[PROBLEM]
The records should be repeated word for word, pictures excluded.

[Excerpts of location labeling data]
★ ★ ★
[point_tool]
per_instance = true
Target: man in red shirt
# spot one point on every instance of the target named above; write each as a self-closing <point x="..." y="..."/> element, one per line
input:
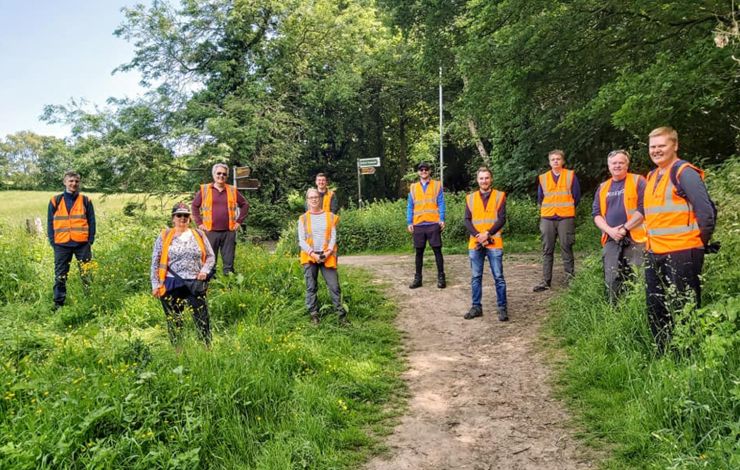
<point x="219" y="209"/>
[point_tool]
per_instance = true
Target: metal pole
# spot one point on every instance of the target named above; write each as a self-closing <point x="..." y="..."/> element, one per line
<point x="441" y="133"/>
<point x="359" y="186"/>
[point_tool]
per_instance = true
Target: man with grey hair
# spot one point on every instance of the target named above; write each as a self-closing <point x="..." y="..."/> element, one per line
<point x="618" y="212"/>
<point x="218" y="210"/>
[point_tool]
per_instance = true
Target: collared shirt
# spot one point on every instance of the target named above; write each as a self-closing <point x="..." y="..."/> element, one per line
<point x="440" y="205"/>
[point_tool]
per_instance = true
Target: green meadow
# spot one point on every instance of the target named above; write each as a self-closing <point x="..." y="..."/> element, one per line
<point x="97" y="384"/>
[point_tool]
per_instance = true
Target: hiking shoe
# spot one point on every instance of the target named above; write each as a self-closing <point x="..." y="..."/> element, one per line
<point x="473" y="313"/>
<point x="542" y="286"/>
★ ★ ★
[TASK OUTPUT]
[point_tool]
per_instance = true
Target: man in red shirt
# spot one point on every instance of the target named above; write each as a self-closing <point x="..." y="..."/> element, one per line
input:
<point x="219" y="209"/>
[point_tool]
per_instance = true
Target: metal pole
# spot one point on every instance of the target named above; write each as a self-closing <point x="..." y="..."/> element, one per line
<point x="441" y="133"/>
<point x="359" y="186"/>
[point_tool]
per_instance = true
Target: man with grey hair
# spot one point on every instance of the target named above; write each as a self-closing <point x="..." y="..."/> element, one per line
<point x="618" y="212"/>
<point x="218" y="210"/>
[point_tool]
per_instance = true
Target: collared shirt
# spot one point on every instance of the target named above; write each as a self-closing <point x="..." y="..."/> element, one per line
<point x="440" y="205"/>
[point_tool]
per_instance = true
Target: green meadow
# spot one point on every instance of the target named above; write each as a self-closing <point x="..." y="..."/> element, one per line
<point x="97" y="384"/>
[point_tool]
per_instance = true
Target: hiking shoe
# spot one point on every instance of the target named above; write each as a self-closing <point x="..." y="..."/> element, one per line
<point x="473" y="313"/>
<point x="542" y="286"/>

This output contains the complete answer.